= ASSIGNMENT =
Write out the Azure alert configuration from "# Azure Action" up to and including "CPU on a VM)", substituting "mdalerts" for "mdwebhook".

*** Opening of SELECTED EXCERPT ***

Azure (Monitor Alerts) + Massdriver

Official Modules:

# Azure Action Group with webhook receiver
resource "azurerm_monitor_action_group" "webhook" {
name = "massdriver-actiongroup"
resource_group_name = var.resource_group
short_name = "mdwebhook"

webhook_receiver {
name = "massdriver"
service_uri = var.md_metadata.observability.alarm_webhook_url
use_common_alert_schema = true
}
}

# Azure Metric Alert (e.g., high CPU on a VM)
resource "azurerm_monitor_metric_alert" "cpu_alert" {
count = var.alarm.alarm_enabled ? 1 : 0
name = "${var.md_metadata.name_prefix}-cpu-alert"
resource_group_name = var.resource_group
scopes = [var.target_resource_id] # target resource to monitor
description = "High CPU on Azure VM"
severity = 2
frequency = "PT1M" # evaluation frequency (1 minute)
window_size = "PT5M" # evaluation window (5 minutes)

criteria {
metric_namespace = "Microsoft.Compute/virtualMachines"

*** Close of SELECTED EXCERPT ***
*** Opening of MATERIAL SUPPLIED ***

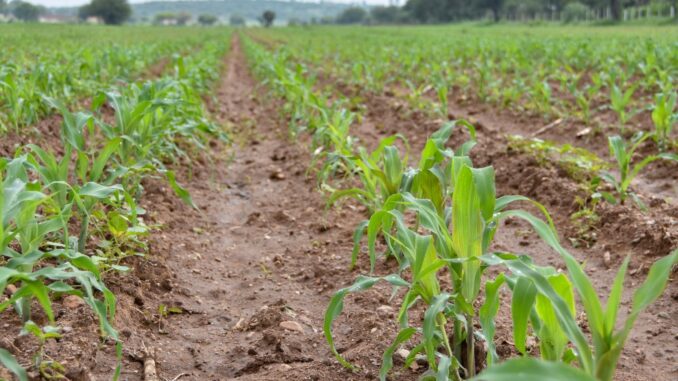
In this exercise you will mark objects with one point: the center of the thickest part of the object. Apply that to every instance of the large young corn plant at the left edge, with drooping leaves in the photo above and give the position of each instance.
(24, 234)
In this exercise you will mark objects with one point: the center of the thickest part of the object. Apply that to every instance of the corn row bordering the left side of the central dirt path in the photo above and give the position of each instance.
(67, 219)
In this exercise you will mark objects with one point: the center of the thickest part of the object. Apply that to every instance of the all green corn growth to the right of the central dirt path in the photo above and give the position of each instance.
(440, 217)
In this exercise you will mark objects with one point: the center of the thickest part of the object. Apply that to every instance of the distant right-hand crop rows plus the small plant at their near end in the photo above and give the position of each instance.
(554, 57)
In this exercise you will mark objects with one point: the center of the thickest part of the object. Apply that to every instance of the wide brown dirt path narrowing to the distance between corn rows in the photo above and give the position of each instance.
(245, 281)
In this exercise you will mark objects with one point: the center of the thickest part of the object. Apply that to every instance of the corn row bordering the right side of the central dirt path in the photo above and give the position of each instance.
(439, 218)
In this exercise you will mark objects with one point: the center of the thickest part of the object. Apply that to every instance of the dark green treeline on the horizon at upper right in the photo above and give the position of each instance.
(442, 11)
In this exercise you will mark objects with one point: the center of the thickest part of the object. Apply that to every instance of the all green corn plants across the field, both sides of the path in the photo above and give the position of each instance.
(70, 212)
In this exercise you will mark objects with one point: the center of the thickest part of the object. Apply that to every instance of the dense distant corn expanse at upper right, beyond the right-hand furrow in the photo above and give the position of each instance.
(543, 73)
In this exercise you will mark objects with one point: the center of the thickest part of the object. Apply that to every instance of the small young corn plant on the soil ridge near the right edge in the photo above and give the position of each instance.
(623, 154)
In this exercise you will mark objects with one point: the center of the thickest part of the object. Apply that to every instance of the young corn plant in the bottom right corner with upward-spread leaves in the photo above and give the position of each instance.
(549, 303)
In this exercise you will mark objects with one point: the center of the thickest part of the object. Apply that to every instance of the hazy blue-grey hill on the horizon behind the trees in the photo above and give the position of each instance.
(249, 9)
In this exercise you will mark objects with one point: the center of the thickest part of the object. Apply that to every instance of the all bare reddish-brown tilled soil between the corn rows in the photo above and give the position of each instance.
(238, 290)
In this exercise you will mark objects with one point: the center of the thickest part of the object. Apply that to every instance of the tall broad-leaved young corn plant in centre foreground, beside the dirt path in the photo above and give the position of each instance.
(459, 239)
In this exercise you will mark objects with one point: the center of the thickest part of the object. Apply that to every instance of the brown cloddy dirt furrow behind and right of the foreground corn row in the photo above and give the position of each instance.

*** Close of MATERIAL SUPPLIED ***

= ANSWER SECTION =
# Azure Action Group with webhook receiver
resource "azurerm_monitor_action_group" "webhook" {
name = "massdriver-actiongroup"
resource_group_name = var.resource_group
short_name = "mdalerts"

webhook_receiver {
name = "massdriver"
service_uri = var.md_metadata.observability.alarm_webhook_url
use_common_alert_schema = true
}
}

# Azure Metric Alert (e.g., high CPU on a VM)